Extracted data entries:
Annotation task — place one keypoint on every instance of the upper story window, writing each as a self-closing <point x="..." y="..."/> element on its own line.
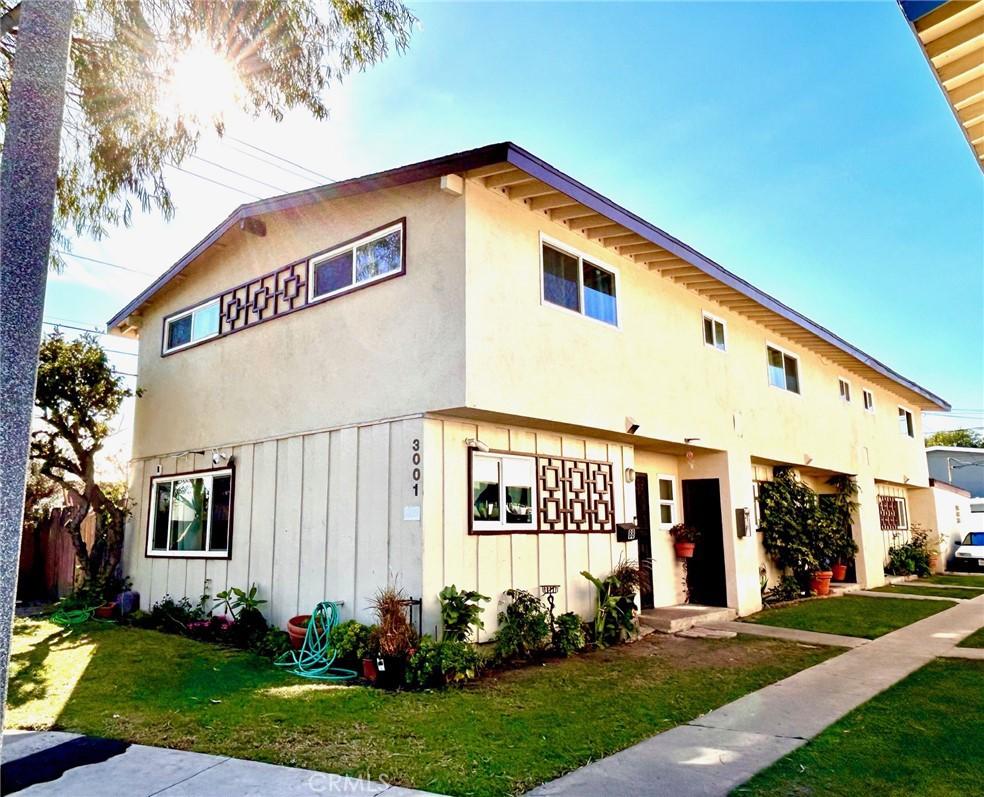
<point x="191" y="515"/>
<point x="905" y="422"/>
<point x="869" y="401"/>
<point x="783" y="369"/>
<point x="714" y="332"/>
<point x="578" y="284"/>
<point x="191" y="326"/>
<point x="373" y="257"/>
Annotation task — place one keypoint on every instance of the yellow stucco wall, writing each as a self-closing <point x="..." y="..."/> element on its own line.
<point x="530" y="358"/>
<point x="386" y="351"/>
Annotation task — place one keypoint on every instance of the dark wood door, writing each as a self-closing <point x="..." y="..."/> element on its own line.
<point x="645" y="542"/>
<point x="705" y="571"/>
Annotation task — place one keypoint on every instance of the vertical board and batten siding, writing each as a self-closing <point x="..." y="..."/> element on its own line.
<point x="317" y="516"/>
<point x="493" y="563"/>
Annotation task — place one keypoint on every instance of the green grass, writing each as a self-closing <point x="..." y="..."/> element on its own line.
<point x="956" y="581"/>
<point x="850" y="615"/>
<point x="942" y="592"/>
<point x="502" y="735"/>
<point x="975" y="640"/>
<point x="922" y="736"/>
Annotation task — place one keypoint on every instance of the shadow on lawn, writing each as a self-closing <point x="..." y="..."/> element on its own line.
<point x="28" y="683"/>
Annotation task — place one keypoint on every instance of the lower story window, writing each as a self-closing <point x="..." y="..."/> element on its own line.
<point x="190" y="515"/>
<point x="503" y="494"/>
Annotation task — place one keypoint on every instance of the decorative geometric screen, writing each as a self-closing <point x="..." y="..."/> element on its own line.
<point x="575" y="495"/>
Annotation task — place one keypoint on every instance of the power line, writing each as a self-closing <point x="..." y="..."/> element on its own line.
<point x="285" y="160"/>
<point x="105" y="263"/>
<point x="239" y="174"/>
<point x="216" y="182"/>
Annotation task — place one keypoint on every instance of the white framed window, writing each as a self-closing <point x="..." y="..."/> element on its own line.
<point x="190" y="515"/>
<point x="371" y="258"/>
<point x="577" y="282"/>
<point x="905" y="422"/>
<point x="191" y="326"/>
<point x="715" y="332"/>
<point x="503" y="492"/>
<point x="666" y="500"/>
<point x="783" y="368"/>
<point x="869" y="401"/>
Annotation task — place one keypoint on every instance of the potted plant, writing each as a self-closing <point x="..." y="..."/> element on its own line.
<point x="396" y="637"/>
<point x="297" y="630"/>
<point x="684" y="539"/>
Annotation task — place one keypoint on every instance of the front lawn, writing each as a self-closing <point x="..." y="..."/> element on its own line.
<point x="941" y="592"/>
<point x="921" y="736"/>
<point x="501" y="735"/>
<point x="975" y="640"/>
<point x="850" y="615"/>
<point x="956" y="581"/>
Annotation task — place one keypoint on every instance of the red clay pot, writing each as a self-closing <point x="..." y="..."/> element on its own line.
<point x="820" y="583"/>
<point x="684" y="550"/>
<point x="297" y="629"/>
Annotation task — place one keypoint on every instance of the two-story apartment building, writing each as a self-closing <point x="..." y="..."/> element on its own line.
<point x="470" y="370"/>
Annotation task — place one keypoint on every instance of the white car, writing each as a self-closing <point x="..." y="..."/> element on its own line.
<point x="970" y="553"/>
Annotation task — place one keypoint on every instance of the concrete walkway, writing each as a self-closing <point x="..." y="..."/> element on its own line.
<point x="713" y="754"/>
<point x="39" y="764"/>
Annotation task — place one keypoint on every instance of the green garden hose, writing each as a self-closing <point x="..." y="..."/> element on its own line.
<point x="316" y="655"/>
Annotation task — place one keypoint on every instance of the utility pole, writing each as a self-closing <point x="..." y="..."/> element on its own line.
<point x="28" y="171"/>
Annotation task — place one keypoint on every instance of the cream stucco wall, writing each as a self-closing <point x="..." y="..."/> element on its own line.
<point x="529" y="358"/>
<point x="381" y="352"/>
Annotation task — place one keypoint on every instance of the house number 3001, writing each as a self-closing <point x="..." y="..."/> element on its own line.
<point x="415" y="464"/>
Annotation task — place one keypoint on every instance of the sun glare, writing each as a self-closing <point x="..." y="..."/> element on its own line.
<point x="201" y="84"/>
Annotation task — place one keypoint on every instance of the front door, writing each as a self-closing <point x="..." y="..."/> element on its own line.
<point x="705" y="571"/>
<point x="645" y="542"/>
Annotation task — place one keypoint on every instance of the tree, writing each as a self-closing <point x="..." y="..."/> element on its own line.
<point x="78" y="394"/>
<point x="962" y="438"/>
<point x="117" y="136"/>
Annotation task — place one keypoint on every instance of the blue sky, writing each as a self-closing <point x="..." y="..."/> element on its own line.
<point x="804" y="146"/>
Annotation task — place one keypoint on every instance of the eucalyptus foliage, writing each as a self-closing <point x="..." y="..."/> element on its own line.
<point x="117" y="137"/>
<point x="77" y="396"/>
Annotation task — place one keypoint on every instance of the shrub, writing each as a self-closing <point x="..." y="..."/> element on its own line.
<point x="614" y="616"/>
<point x="350" y="640"/>
<point x="460" y="612"/>
<point x="910" y="558"/>
<point x="396" y="636"/>
<point x="523" y="628"/>
<point x="438" y="663"/>
<point x="568" y="635"/>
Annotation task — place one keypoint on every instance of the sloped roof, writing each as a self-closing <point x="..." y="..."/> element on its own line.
<point x="496" y="162"/>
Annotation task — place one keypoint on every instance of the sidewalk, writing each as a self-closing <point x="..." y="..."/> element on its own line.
<point x="53" y="763"/>
<point x="721" y="750"/>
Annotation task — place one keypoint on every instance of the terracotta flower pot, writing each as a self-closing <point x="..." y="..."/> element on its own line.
<point x="684" y="550"/>
<point x="297" y="629"/>
<point x="820" y="583"/>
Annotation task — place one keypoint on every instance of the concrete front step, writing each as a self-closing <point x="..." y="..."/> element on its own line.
<point x="671" y="619"/>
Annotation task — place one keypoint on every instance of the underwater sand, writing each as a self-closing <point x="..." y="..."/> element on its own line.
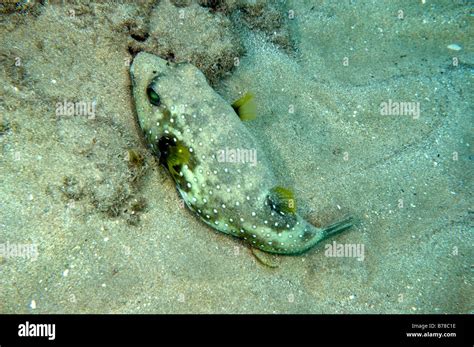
<point x="67" y="188"/>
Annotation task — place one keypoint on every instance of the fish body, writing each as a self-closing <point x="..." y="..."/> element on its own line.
<point x="220" y="170"/>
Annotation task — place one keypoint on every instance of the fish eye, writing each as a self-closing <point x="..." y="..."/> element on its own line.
<point x="153" y="97"/>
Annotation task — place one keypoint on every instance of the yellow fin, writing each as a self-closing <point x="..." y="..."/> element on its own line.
<point x="282" y="200"/>
<point x="245" y="107"/>
<point x="178" y="156"/>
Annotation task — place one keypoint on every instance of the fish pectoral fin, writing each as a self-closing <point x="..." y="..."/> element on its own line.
<point x="245" y="107"/>
<point x="267" y="259"/>
<point x="282" y="200"/>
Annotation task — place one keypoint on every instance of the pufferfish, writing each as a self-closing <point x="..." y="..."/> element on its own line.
<point x="189" y="127"/>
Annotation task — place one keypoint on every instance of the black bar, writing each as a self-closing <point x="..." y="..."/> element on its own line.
<point x="256" y="329"/>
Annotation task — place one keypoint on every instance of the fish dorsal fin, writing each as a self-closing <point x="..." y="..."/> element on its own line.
<point x="282" y="200"/>
<point x="245" y="107"/>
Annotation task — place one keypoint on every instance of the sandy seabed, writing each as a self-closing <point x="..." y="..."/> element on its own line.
<point x="364" y="108"/>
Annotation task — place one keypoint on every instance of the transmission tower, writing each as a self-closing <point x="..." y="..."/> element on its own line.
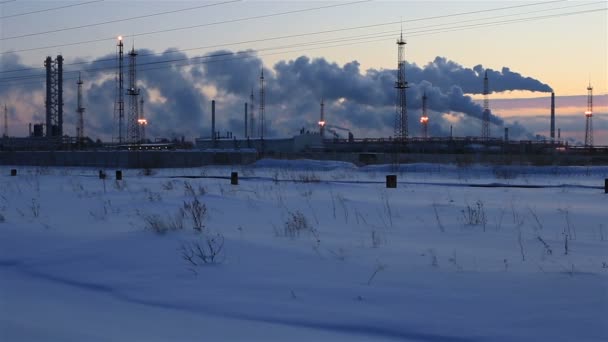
<point x="142" y="122"/>
<point x="80" y="111"/>
<point x="120" y="116"/>
<point x="424" y="119"/>
<point x="5" y="122"/>
<point x="401" y="86"/>
<point x="589" y="118"/>
<point x="485" y="120"/>
<point x="133" y="92"/>
<point x="54" y="96"/>
<point x="251" y="115"/>
<point x="262" y="99"/>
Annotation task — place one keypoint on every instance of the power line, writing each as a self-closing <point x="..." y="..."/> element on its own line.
<point x="49" y="9"/>
<point x="333" y="31"/>
<point x="117" y="20"/>
<point x="276" y="14"/>
<point x="358" y="37"/>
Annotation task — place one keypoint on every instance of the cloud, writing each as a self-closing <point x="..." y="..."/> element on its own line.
<point x="363" y="101"/>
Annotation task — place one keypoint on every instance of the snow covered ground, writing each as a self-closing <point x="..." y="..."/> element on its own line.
<point x="308" y="251"/>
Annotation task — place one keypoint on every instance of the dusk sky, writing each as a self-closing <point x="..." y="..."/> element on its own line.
<point x="344" y="52"/>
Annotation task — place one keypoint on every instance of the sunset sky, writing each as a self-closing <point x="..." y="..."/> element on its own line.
<point x="561" y="45"/>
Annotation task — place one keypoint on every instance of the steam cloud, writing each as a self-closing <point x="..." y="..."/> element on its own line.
<point x="177" y="96"/>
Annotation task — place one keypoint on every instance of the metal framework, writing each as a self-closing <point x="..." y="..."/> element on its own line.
<point x="80" y="111"/>
<point x="133" y="125"/>
<point x="485" y="120"/>
<point x="401" y="85"/>
<point x="322" y="120"/>
<point x="142" y="122"/>
<point x="424" y="119"/>
<point x="54" y="96"/>
<point x="246" y="131"/>
<point x="589" y="118"/>
<point x="552" y="116"/>
<point x="119" y="110"/>
<point x="251" y="115"/>
<point x="5" y="134"/>
<point x="262" y="104"/>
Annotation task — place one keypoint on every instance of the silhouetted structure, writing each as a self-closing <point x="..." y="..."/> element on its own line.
<point x="401" y="86"/>
<point x="54" y="96"/>
<point x="133" y="126"/>
<point x="485" y="120"/>
<point x="589" y="118"/>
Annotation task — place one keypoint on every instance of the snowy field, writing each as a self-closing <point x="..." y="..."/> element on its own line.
<point x="305" y="251"/>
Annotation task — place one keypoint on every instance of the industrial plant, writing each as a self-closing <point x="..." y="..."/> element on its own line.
<point x="49" y="144"/>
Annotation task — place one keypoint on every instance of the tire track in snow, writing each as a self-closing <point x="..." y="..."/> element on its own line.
<point x="354" y="328"/>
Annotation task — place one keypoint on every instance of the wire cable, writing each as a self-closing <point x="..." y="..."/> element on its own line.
<point x="328" y="31"/>
<point x="117" y="20"/>
<point x="49" y="9"/>
<point x="371" y="35"/>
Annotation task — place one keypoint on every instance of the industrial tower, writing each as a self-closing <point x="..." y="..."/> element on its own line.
<point x="54" y="96"/>
<point x="80" y="111"/>
<point x="552" y="132"/>
<point x="589" y="118"/>
<point x="133" y="92"/>
<point x="262" y="99"/>
<point x="142" y="121"/>
<point x="322" y="120"/>
<point x="424" y="119"/>
<point x="485" y="120"/>
<point x="120" y="100"/>
<point x="251" y="115"/>
<point x="5" y="134"/>
<point x="401" y="85"/>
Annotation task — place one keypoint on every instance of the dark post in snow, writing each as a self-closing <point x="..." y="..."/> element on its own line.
<point x="234" y="178"/>
<point x="391" y="181"/>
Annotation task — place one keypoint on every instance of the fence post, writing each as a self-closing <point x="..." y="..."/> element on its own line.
<point x="391" y="181"/>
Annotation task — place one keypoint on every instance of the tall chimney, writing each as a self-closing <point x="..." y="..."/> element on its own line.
<point x="213" y="119"/>
<point x="552" y="116"/>
<point x="246" y="136"/>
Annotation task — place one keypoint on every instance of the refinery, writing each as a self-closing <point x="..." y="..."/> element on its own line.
<point x="49" y="144"/>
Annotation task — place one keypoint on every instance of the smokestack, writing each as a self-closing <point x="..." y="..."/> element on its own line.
<point x="552" y="116"/>
<point x="213" y="119"/>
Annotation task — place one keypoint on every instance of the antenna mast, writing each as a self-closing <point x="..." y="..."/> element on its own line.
<point x="262" y="99"/>
<point x="424" y="119"/>
<point x="121" y="101"/>
<point x="401" y="85"/>
<point x="485" y="125"/>
<point x="5" y="122"/>
<point x="80" y="111"/>
<point x="133" y="92"/>
<point x="589" y="118"/>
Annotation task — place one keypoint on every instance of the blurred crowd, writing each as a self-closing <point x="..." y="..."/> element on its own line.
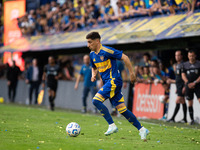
<point x="54" y="18"/>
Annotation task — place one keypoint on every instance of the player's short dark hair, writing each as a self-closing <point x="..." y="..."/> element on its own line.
<point x="147" y="54"/>
<point x="93" y="35"/>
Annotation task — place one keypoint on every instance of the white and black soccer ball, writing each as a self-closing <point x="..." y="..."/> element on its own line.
<point x="73" y="129"/>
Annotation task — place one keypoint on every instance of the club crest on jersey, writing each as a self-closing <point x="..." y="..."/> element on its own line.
<point x="102" y="58"/>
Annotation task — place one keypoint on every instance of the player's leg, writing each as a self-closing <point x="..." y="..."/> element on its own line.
<point x="177" y="107"/>
<point x="189" y="93"/>
<point x="182" y="101"/>
<point x="98" y="100"/>
<point x="143" y="132"/>
<point x="93" y="90"/>
<point x="84" y="98"/>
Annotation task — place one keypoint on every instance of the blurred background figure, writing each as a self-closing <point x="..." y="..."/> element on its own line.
<point x="51" y="73"/>
<point x="179" y="88"/>
<point x="13" y="74"/>
<point x="33" y="77"/>
<point x="89" y="86"/>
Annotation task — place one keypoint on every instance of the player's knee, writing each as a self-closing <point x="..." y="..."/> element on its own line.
<point x="95" y="102"/>
<point x="122" y="109"/>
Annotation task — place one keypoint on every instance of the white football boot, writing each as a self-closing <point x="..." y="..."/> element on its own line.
<point x="111" y="129"/>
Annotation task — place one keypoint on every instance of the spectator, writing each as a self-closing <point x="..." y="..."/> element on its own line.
<point x="191" y="78"/>
<point x="13" y="74"/>
<point x="179" y="88"/>
<point x="51" y="73"/>
<point x="33" y="77"/>
<point x="68" y="70"/>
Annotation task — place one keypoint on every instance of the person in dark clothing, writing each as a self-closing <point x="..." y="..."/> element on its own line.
<point x="12" y="76"/>
<point x="52" y="73"/>
<point x="179" y="88"/>
<point x="33" y="77"/>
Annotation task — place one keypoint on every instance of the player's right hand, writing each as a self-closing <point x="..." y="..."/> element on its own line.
<point x="93" y="78"/>
<point x="132" y="78"/>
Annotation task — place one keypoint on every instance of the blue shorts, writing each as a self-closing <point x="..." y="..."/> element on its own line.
<point x="112" y="90"/>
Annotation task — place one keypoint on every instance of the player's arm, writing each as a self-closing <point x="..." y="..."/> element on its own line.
<point x="129" y="66"/>
<point x="125" y="78"/>
<point x="183" y="75"/>
<point x="197" y="80"/>
<point x="77" y="82"/>
<point x="94" y="74"/>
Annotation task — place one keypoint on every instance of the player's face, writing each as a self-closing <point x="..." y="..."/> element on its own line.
<point x="178" y="56"/>
<point x="191" y="57"/>
<point x="86" y="59"/>
<point x="92" y="44"/>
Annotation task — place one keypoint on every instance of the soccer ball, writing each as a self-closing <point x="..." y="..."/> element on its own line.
<point x="73" y="129"/>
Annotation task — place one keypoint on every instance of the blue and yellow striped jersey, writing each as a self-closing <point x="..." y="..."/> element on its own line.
<point x="105" y="62"/>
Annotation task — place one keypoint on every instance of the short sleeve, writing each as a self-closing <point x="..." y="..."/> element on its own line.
<point x="183" y="70"/>
<point x="91" y="61"/>
<point x="112" y="53"/>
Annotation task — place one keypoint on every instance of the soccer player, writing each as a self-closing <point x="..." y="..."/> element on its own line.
<point x="103" y="60"/>
<point x="52" y="73"/>
<point x="179" y="88"/>
<point x="89" y="86"/>
<point x="191" y="77"/>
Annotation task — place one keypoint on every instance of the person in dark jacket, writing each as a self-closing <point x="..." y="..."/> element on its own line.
<point x="33" y="77"/>
<point x="12" y="76"/>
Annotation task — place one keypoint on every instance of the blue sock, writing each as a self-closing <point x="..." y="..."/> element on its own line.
<point x="130" y="117"/>
<point x="104" y="111"/>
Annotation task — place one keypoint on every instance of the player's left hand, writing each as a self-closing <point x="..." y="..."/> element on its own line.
<point x="191" y="85"/>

What you should do ▸ Give the lines as a numbered list, starting with the line containing "blue sock, writing" and continuing through the last line of the material. Leave out any blank lines.

Exercise output ▸
1. Annotation task — place one keypoint on every instance of the blue sock, writing each as a self-closing <point x="..." y="..."/> element on its own line.
2. <point x="130" y="117"/>
3. <point x="104" y="111"/>
4. Annotation task — place one keypoint on every instance of the player's left hand, writing each as a self-closing <point x="..." y="..."/> element on its own line.
5. <point x="191" y="85"/>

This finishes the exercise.